### TEXT SEGMENT
I'm sure that the legal contract is necessary for you to eventually go after spammers who use harvesters or you wouldn't have put it there. My question is whether it is necessary to have the generated addresses on the same page? In other words, is it sufficient for the legal contract to exist anywhere on the site in order to protect the whole site?

If posting the contract on a site does protect the entire site, it would be possible to have calls to honeypot address scipts on regular pages mixed in with regular content. I wouldn't mind putting a visible link to the legal contract page on the site home page, perhaps labelled "Terms and Conditions". The contract page could then be static, non-obfuscated and human-readable. Having curious visitors read the contract would advance the anti-spamming cause in general and Project Honeypot in particular. For that matter, we could even add some standard language to the contract that site owners would generally like and could modify to suit their purposes. For example, the site owner owns the site contents, copying distribution or incorporation into derivative works is only permitted with written permission from the site owner, the site may be linked to in a manner specified by the site owner, etc. Having boilerplate protective language that was gone over by a lawyer would be a good inducement to get people to post this contract on their sites.

The script that generates honeypot addresses could then go anywhere on the site. We might wish to put robot exclusion commands to prevent indexing of generated addresses around the script call, but that could be part of the code that people install. You would still get your google-bot heartbeat but the generated address would not be indexed. For that matter, is it really important to avoid the address being indexed by a search engine? IANAL, but an addition to the contract might be able to cover the case of addresses harvested from a search engine that got them from a site covered by the contract. The site content is our property, so it seems reasonable that the search engine index would be considered a derivative work on which we could still assert restrictions as to permissible use. This is just a layman's guess, so maybe one of the lawyers could comment.

If feasible, this might accomplish two desirable things. First, if the visibile, non-obfuscated legal contract becomes a sufficient deterrent to get harvesters to avoid a site, that's a win. If that happens, it should be fairly easy to publicize this and get people to post the contract (and sometimes the honeypot script) on many sites. If on the other hand, harvesters aren't scared away by the contract, they have no way of discerning real addresses from generated ones. Well, they can, for example by repeatedly visiting the site and discarding addresses that change too frequently, but that would just be the next step in the arms race and we can deal with it.

Any thoughts?

Re: generated honeypot pages

Author: A.Daviel (21 Feb 05 12:50pm)

### TASK A
Reproduce word for word the part of the forum post on honeypot addresses that opens with the words containing "If feasible, this" and closes with "deal with it.".
The forum post on honeypot addresses and the rows have no connection to each other.

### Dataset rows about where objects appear
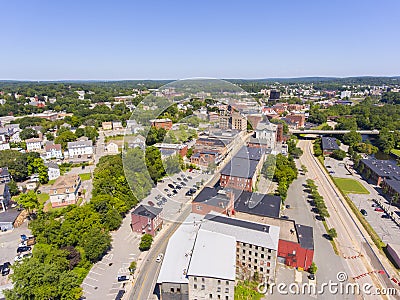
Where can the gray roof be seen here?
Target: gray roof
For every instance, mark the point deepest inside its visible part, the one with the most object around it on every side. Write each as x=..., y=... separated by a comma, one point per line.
x=147, y=211
x=383, y=168
x=258, y=204
x=214, y=255
x=79, y=144
x=306, y=236
x=329, y=143
x=9, y=216
x=250, y=153
x=52, y=165
x=240, y=167
x=258, y=234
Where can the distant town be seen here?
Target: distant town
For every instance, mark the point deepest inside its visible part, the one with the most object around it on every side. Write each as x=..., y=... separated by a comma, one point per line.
x=203, y=189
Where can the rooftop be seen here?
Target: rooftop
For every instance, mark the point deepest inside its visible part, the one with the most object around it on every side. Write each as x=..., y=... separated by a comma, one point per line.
x=214, y=255
x=147, y=211
x=179, y=249
x=240, y=167
x=258, y=204
x=246, y=232
x=329, y=143
x=383, y=168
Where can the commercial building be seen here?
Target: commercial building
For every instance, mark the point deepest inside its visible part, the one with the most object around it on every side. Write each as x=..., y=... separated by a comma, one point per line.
x=146, y=219
x=376, y=170
x=329, y=145
x=210, y=200
x=161, y=123
x=65, y=190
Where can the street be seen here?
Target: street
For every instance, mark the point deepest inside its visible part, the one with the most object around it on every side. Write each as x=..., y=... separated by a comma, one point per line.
x=352, y=239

### TASK B
Rewrite the part of the rows that opens with the line containing "Where can the street be seen here?" and closes with the end of the rows, replacing "street" with "road" and leaving everything else unchanged.

### COMPLETE RESPONSE A
If feasible, this might accomplish two desirable things. First, if the visibile, non-obfuscated legal contract becomes a sufficient deterrent to get harvesters to avoid a site, that's a win. If that happens, it should be fairly easy to publicize this and get people to post the contract (and sometimes the honeypot script) on many sites. If on the other hand, harvesters aren't scared away by the contract, they have no way of discerning real addresses from generated ones. Well, they can, for example by repeatedly visiting the site and discarding addresses that change too frequently, but that would just be the next step in the arms race and we can deal with it.

### COMPLETE RESPONSE B
Where can the road be seen here?
Target: road
For every instance, mark the point deepest inside its visible part, the one with the most object around it on every side. Write each as x=..., y=... separated by a comma, one point per line.
x=352, y=239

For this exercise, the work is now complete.